== Text ==
SECURITIES AND EXCHANGE COMMISSION
WASHINGTON, D.C. 20549
 

 
FORM 8-A/A
(Amendment No. 1 to Form 8-A Originally Filed on July 17, 2001)
 
FOR REGISTRATION OF CERTAIN CLASSES OF SECURITIES
PURSUANT TO SECTION 12(b) OR 12(g) OF THE
SECURITIES EXCHANGE ACT OF 1934
 
E*TRADE FINANCIAL CORPORATION
(Exact Name of Registrant as Specified in Its Charter)
 
Delaware
(State of Incorporation or Organization)
94-2844166
(I.R.S. Employer Identification No.)
   
   
135 East 57th Street
New York, NY
(Address of Principal Executive Offices)
10022
(Zip Code)

Securities to be registered pursuant to Section 12(b) of the Act:
 
   
Title of Each Class
to be so Registered
Name of Each Exchange on Which
Each Class is to be Registered
   
Preferred Stock Purchase Rights
NASDAQ
   

If this form relates to the registration of a class of securities pursuant to Section 12(b) of the Exchange Act and is effective pursuant to General Instruction A.(c), please check the following box. x
 
If this form relates to the registration of a class of securities pursuant to Section 12(g) of the Exchange Act and is effective pursuant to General Instruction A.(d), please check the following box. o
 
Securities Act registration statement file number to which this form relates:   
N/A
  (If applicable)
 
 
Securities to be registered pursuant to Section 12(g) of the Act:

None
(Title of Class)
 


 
AMENDMENT No. 1 TO FORM 8-A

 
This Amendment No. 1 to Form 8-A (this “Amendment”) amends the Form 8-A, originally filed on July 17, 2001 (the “Form 8-A”).  Capitalized terms used but not defined in this Amendment shall have the meanings assigned to such terms in the Form 8-A.

== Given information ==
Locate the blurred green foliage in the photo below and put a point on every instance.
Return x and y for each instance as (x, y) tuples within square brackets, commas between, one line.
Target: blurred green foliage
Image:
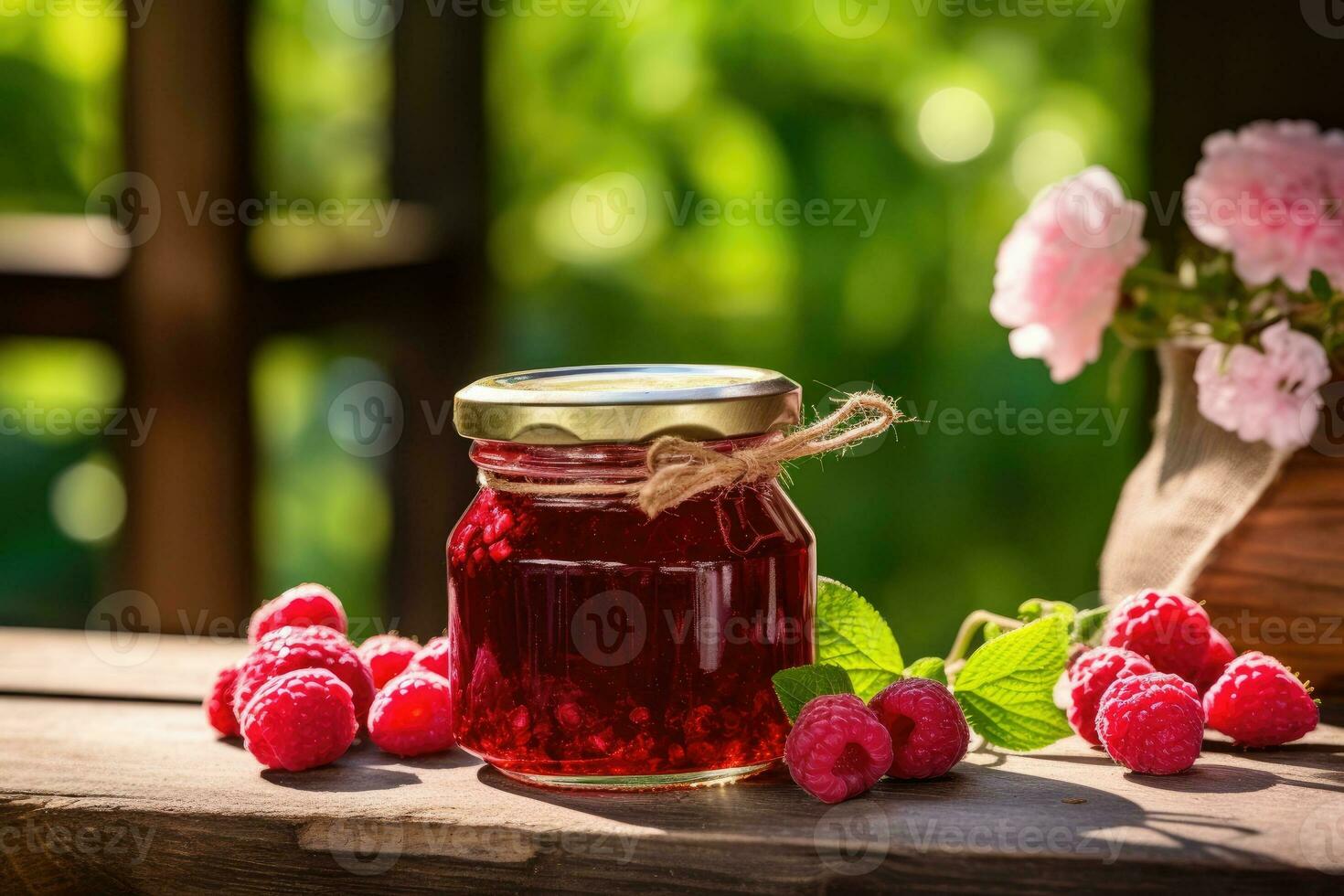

== Instructions ==
• A. Could you shorten the paragraph of the filing that opens with "This Amendment No. 1 to Form 8-A" while keeping its main facts?
• B. Can you reproduce the part of the filing starting at "FOR REGISTRATION OF" and ending at "Incorporation or Organization)", switching "Delaware" to "Nevada"?
Work only from the filing itself.

== Per-task outputs ==
• A. Amendment No. 1 amends the Form 8-A first filed on July 17, 2001. Any capitalized terms it uses without defining take their meanings from that Form 8-A.

• B.
FOR REGISTRATION OF CERTAIN CLASSES OF SECURITIES
PURSUANT TO SECTION 12(b) OR 12(g) OF THE
SECURITIES EXCHANGE ACT OF 1934
 
E*TRADE FINANCIAL CORPORATION
(Exact Name of Registrant as Specified in Its Charter)
 
Nevada
(State of Incorporation or Organization)